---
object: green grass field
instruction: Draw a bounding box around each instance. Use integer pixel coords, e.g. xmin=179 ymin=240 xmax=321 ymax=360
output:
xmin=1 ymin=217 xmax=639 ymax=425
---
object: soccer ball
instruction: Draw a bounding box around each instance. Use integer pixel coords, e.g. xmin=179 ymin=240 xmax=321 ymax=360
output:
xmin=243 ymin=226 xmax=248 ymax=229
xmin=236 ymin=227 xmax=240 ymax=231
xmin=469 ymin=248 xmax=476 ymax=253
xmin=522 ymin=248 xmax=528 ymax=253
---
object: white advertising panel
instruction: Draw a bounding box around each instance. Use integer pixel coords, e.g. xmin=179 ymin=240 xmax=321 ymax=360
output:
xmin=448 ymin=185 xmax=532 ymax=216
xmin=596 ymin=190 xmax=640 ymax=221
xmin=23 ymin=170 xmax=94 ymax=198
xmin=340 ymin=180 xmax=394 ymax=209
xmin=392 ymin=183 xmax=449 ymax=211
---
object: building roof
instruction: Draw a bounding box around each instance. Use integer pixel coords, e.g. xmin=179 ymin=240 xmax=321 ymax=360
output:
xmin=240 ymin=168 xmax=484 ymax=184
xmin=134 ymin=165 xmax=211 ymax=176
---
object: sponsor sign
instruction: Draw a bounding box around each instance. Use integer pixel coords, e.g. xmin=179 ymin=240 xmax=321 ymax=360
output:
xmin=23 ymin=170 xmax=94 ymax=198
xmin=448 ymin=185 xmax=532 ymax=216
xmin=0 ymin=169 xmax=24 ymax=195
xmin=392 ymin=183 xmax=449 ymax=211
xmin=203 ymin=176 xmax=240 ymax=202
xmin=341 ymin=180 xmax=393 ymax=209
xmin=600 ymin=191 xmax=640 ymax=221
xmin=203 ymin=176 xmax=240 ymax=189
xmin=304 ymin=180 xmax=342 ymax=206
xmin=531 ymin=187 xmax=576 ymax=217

***

#### TASK PROMPT:
Output the whole listing word for word.

#### YOUR RESPONSE:
---
object: green grass field
instruction: Draw a bounding box around each instance. Use integer pixel coords, e.g. xmin=179 ymin=240 xmax=321 ymax=360
output:
xmin=1 ymin=217 xmax=639 ymax=425
---
object: soccer ball
instruction: Draw a bounding box around each instance. Use integer pixel coords, e.g. xmin=179 ymin=240 xmax=321 ymax=360
output:
xmin=243 ymin=226 xmax=248 ymax=229
xmin=236 ymin=227 xmax=240 ymax=231
xmin=469 ymin=248 xmax=476 ymax=253
xmin=522 ymin=248 xmax=528 ymax=253
---
object: white advertising panel
instruction: Draw a bounding box around each instance. Use integer pixel coords, e.g. xmin=179 ymin=240 xmax=321 ymax=360
output:
xmin=448 ymin=185 xmax=532 ymax=216
xmin=596 ymin=190 xmax=640 ymax=221
xmin=23 ymin=170 xmax=94 ymax=198
xmin=340 ymin=180 xmax=394 ymax=209
xmin=392 ymin=183 xmax=449 ymax=211
---
object: building roof
instruction: Draw a bounding box around each instance. Use integer pixel coords, e.g. xmin=179 ymin=240 xmax=321 ymax=360
output:
xmin=240 ymin=168 xmax=484 ymax=184
xmin=134 ymin=165 xmax=211 ymax=176
---
object: sponsor sign
instruction: Draw a bounding box around each instance. Use integer pixel coords, e.g. xmin=179 ymin=240 xmax=321 ymax=360
output:
xmin=23 ymin=170 xmax=94 ymax=198
xmin=448 ymin=185 xmax=532 ymax=216
xmin=0 ymin=169 xmax=24 ymax=195
xmin=392 ymin=183 xmax=449 ymax=211
xmin=203 ymin=176 xmax=240 ymax=202
xmin=341 ymin=180 xmax=393 ymax=209
xmin=600 ymin=191 xmax=640 ymax=221
xmin=203 ymin=176 xmax=240 ymax=189
xmin=304 ymin=180 xmax=342 ymax=206
xmin=531 ymin=187 xmax=576 ymax=217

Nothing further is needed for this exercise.